Retype the material word for word.
-- start of Stored data --
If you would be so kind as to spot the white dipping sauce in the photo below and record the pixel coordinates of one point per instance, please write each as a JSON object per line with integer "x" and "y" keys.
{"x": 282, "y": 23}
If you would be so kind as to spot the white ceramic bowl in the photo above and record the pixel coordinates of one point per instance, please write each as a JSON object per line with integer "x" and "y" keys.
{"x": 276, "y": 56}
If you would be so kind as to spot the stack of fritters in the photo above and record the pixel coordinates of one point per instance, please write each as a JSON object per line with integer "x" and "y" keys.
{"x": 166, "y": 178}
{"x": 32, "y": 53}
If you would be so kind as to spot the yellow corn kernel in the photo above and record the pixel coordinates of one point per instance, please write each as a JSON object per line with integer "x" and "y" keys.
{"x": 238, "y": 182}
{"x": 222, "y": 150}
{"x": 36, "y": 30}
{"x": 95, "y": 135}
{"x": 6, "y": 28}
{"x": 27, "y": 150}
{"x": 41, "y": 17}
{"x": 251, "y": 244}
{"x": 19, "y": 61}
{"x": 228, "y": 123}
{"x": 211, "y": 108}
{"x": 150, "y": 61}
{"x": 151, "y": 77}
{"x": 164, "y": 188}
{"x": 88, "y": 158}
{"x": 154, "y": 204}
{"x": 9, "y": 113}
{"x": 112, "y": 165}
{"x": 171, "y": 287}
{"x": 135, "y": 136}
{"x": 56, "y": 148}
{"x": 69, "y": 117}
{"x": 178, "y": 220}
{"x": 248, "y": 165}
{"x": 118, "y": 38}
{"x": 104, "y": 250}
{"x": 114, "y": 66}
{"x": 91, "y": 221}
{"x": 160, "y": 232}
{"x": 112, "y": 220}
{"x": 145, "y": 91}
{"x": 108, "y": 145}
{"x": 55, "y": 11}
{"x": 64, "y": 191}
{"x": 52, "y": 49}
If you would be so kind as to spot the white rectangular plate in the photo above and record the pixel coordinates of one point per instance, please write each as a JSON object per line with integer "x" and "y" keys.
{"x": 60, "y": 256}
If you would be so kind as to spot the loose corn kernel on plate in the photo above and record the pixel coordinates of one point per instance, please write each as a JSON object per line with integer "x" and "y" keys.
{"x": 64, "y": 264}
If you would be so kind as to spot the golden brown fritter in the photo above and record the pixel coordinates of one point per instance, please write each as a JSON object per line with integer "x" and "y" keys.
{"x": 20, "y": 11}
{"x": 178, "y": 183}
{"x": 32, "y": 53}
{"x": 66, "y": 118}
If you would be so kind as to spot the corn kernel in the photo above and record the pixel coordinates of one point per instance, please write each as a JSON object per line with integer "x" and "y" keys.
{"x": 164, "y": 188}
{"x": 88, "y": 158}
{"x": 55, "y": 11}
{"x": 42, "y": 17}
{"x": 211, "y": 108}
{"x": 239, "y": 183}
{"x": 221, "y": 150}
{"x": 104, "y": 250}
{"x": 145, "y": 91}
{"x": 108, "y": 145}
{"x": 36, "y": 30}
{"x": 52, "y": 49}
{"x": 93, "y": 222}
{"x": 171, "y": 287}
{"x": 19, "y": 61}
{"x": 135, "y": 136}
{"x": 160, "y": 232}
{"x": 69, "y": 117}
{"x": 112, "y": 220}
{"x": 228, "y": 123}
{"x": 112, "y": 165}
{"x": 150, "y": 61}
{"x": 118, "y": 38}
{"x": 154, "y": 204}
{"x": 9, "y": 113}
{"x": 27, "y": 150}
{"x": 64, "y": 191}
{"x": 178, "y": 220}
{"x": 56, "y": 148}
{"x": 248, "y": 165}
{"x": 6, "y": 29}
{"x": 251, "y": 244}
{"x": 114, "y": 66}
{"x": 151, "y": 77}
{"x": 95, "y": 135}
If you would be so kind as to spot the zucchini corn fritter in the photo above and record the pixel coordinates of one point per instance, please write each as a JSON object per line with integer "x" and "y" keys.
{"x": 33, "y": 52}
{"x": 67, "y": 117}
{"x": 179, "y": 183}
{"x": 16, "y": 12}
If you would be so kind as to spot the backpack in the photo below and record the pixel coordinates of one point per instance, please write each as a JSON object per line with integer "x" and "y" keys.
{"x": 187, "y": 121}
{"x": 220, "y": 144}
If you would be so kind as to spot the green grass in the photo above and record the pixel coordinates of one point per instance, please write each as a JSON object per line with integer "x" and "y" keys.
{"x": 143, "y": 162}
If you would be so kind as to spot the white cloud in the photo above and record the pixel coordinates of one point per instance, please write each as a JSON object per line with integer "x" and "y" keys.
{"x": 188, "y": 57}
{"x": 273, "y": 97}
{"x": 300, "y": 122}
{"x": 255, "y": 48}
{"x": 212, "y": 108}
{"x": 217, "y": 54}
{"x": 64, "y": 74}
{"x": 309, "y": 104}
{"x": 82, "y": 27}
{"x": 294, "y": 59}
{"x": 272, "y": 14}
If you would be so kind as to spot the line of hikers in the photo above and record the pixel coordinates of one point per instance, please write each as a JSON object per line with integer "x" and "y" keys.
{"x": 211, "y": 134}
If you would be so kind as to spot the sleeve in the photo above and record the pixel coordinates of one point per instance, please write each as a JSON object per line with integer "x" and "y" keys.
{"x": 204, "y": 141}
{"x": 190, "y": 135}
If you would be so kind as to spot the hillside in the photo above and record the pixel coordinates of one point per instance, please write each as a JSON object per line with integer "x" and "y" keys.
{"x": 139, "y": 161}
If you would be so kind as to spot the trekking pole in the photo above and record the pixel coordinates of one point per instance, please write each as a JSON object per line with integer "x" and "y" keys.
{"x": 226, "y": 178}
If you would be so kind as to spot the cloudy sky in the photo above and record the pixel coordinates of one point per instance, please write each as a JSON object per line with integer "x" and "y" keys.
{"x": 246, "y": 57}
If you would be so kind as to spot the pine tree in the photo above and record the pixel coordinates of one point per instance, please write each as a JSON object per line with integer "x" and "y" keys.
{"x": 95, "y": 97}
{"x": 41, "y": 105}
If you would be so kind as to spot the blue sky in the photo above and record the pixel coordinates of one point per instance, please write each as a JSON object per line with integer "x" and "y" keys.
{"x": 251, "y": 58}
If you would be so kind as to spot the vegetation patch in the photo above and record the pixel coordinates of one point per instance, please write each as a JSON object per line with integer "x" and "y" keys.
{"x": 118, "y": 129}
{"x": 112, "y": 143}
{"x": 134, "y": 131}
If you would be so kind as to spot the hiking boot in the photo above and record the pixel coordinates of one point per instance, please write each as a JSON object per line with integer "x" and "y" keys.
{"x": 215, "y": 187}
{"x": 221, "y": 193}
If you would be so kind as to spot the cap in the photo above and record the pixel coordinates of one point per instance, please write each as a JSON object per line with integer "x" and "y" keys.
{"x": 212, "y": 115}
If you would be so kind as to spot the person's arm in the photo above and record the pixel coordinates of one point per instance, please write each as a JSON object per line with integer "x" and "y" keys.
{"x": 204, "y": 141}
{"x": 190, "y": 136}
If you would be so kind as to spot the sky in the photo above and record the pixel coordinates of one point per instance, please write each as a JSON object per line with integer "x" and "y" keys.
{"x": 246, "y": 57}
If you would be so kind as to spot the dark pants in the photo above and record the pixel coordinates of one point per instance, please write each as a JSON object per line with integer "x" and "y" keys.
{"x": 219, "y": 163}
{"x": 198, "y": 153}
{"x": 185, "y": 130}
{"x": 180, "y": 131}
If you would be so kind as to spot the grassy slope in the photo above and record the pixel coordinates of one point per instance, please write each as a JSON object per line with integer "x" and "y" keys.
-- end of Stored data --
* **Solved problem**
If you would be so kind as to spot the white dipping sauce in the photo below and record the pixel coordinates of one point per instance, please write each as a JSON object per line with integer "x" and "y" keys.
{"x": 282, "y": 23}
If you would be so kind as to spot the white ceramic bowl in the photo above and record the pixel coordinates of one point per instance, please write each as a JSON object per line with integer "x" and "y" keys.
{"x": 276, "y": 56}
If you would be so kind as to spot the stack of fritters in the photo above and record the pixel coordinates of one point per instance, please write each as a JSON object per line with integer "x" and "y" keys.
{"x": 166, "y": 178}
{"x": 32, "y": 53}
If you would be so kind as to spot the yellow corn kernel in the photo above and record the pixel coordinates of one point per instance, please write each as a JSON object per line with integer "x" and "y" keys.
{"x": 238, "y": 182}
{"x": 222, "y": 150}
{"x": 36, "y": 30}
{"x": 95, "y": 135}
{"x": 6, "y": 28}
{"x": 27, "y": 150}
{"x": 41, "y": 17}
{"x": 251, "y": 244}
{"x": 19, "y": 61}
{"x": 228, "y": 123}
{"x": 211, "y": 108}
{"x": 150, "y": 61}
{"x": 151, "y": 77}
{"x": 164, "y": 188}
{"x": 88, "y": 158}
{"x": 154, "y": 204}
{"x": 9, "y": 113}
{"x": 112, "y": 165}
{"x": 171, "y": 287}
{"x": 135, "y": 136}
{"x": 56, "y": 148}
{"x": 69, "y": 117}
{"x": 178, "y": 220}
{"x": 248, "y": 165}
{"x": 118, "y": 38}
{"x": 104, "y": 250}
{"x": 114, "y": 66}
{"x": 91, "y": 221}
{"x": 160, "y": 232}
{"x": 112, "y": 220}
{"x": 145, "y": 91}
{"x": 108, "y": 145}
{"x": 55, "y": 11}
{"x": 64, "y": 191}
{"x": 52, "y": 49}
If you would be so kind as to spot the white rectangular plate in the photo above and record the pixel coordinates of one point per instance, please write each as a JSON object per line with integer "x" and "y" keys.
{"x": 60, "y": 256}
If you would be so kind as to spot the loose corn kernel on plate in the photo above and record the pixel coordinates of one point per instance, please write each as a JSON object per line with integer "x" and "y" keys.
{"x": 64, "y": 264}
If you would be so kind as to spot the golden brown fritter in the photo above and record the pixel coordinates of one point per instance, please write each as a JSON object per line with integer "x" and "y" keys.
{"x": 20, "y": 11}
{"x": 178, "y": 183}
{"x": 32, "y": 53}
{"x": 66, "y": 118}
If you would be so kind as to spot the corn kernel in the photo above and record the pixel coordinates of one point per instance, please write each as a JSON object per line with integer "x" and "y" keys.
{"x": 164, "y": 188}
{"x": 88, "y": 158}
{"x": 55, "y": 11}
{"x": 42, "y": 17}
{"x": 211, "y": 108}
{"x": 239, "y": 183}
{"x": 221, "y": 150}
{"x": 104, "y": 250}
{"x": 145, "y": 91}
{"x": 108, "y": 145}
{"x": 36, "y": 30}
{"x": 52, "y": 49}
{"x": 93, "y": 222}
{"x": 171, "y": 287}
{"x": 19, "y": 61}
{"x": 135, "y": 136}
{"x": 160, "y": 232}
{"x": 69, "y": 117}
{"x": 112, "y": 220}
{"x": 228, "y": 123}
{"x": 112, "y": 165}
{"x": 150, "y": 61}
{"x": 118, "y": 38}
{"x": 154, "y": 204}
{"x": 9, "y": 113}
{"x": 27, "y": 150}
{"x": 64, "y": 191}
{"x": 178, "y": 220}
{"x": 56, "y": 148}
{"x": 248, "y": 165}
{"x": 6, "y": 29}
{"x": 251, "y": 244}
{"x": 114, "y": 66}
{"x": 151, "y": 77}
{"x": 95, "y": 135}
If you would be so kind as to spot the zucchini corn fritter in the photo above and record the pixel coordinates of one point per instance, please write each as a JSON object per line with integer "x" and "y" keys.
{"x": 33, "y": 52}
{"x": 67, "y": 117}
{"x": 179, "y": 183}
{"x": 16, "y": 12}
If you would be so kind as to spot the backpack in the photo below and record the pixel coordinates of one point per instance, please write each as a JSON object per line with integer "x" and "y" keys.
{"x": 187, "y": 121}
{"x": 220, "y": 144}
If you would be so kind as to spot the green grass in the photo above and record the pixel coordinates of one point per instance, please write each as a JSON object per line with integer "x" and "y" keys.
{"x": 143, "y": 162}
If you would be so kind as to spot the white cloud in the photo above and record the pixel coordinates of one point per instance, please write each as a JSON object per line with integer "x" and "y" keys.
{"x": 188, "y": 57}
{"x": 273, "y": 97}
{"x": 300, "y": 122}
{"x": 255, "y": 48}
{"x": 212, "y": 108}
{"x": 217, "y": 54}
{"x": 64, "y": 74}
{"x": 309, "y": 104}
{"x": 82, "y": 27}
{"x": 294, "y": 59}
{"x": 272, "y": 14}
If you would be so kind as to spot the line of hikers in the photo above and record the pixel coordinates of one point per instance, please write each as a JSON object per line with integer "x" and "y" keys.
{"x": 211, "y": 134}
If you would be so kind as to spot the sleeve in the photo above and record the pixel coordinates of one point per instance, please write each as a JSON object per line with integer "x" and "y" keys.
{"x": 204, "y": 141}
{"x": 190, "y": 135}
If you would be so kind as to spot the hillside in the photo above and record the pixel coordinates of one point per instance, please write each as a JSON object per line with integer "x" and "y" keys.
{"x": 139, "y": 161}
If you would be so kind as to spot the trekking pole in the photo above and record the pixel coordinates of one point per instance, please write each as a JSON object per line with integer "x" and "y" keys.
{"x": 226, "y": 178}
If you would be so kind as to spot the cloudy sky in the photo above and record the pixel coordinates of one point per instance, please write each as a JSON object per line with integer "x" and "y" keys.
{"x": 246, "y": 57}
If you would be so kind as to spot the pine tree in the photo above and record the pixel coordinates of one point per instance, please write each as a JSON object per line with integer "x" and "y" keys.
{"x": 95, "y": 97}
{"x": 41, "y": 105}
If you would be so kind as to spot the blue sky in the photo above and record the pixel coordinates of one point per instance, please write each as a JSON object per line with integer "x" and "y" keys.
{"x": 251, "y": 58}
If you would be so kind as to spot the vegetation patch in the photo above and record the pixel coordinates of one point per instance, please write each as a JSON object per line with integer "x" and "y" keys.
{"x": 118, "y": 129}
{"x": 112, "y": 143}
{"x": 134, "y": 131}
If you would be so kind as to spot the hiking boot in the photo above and record the pixel coordinates of one point per instance, please write each as a JSON object per line with integer "x" and "y" keys.
{"x": 215, "y": 187}
{"x": 221, "y": 193}
If you would be so kind as to spot the cap in the photo above and record the pixel coordinates of one point per instance, please write each as a JSON object per line with integer "x" and "y" keys.
{"x": 212, "y": 115}
If you would be so kind as to spot the person's arm in the photo above and record the pixel coordinates of one point per instance, please write each as a JSON object per line with integer "x" and "y" keys.
{"x": 204, "y": 141}
{"x": 190, "y": 136}
If you would be so kind as to spot the sky in the photo above and record the pixel coordinates of one point per instance, please write each as a JSON object per line with integer "x" and "y" keys.
{"x": 246, "y": 57}
If you would be so kind as to spot the dark pants in the photo above and record the pixel coordinates of one point per instance, please write each as a JSON object per line with integer "x" and "y" keys.
{"x": 219, "y": 163}
{"x": 198, "y": 153}
{"x": 185, "y": 130}
{"x": 180, "y": 131}
If you would be so kind as to spot the grassy slope in the photo above and record the pixel coordinates of one point per instance, please write each as a JSON object per line with integer "x" and "y" keys.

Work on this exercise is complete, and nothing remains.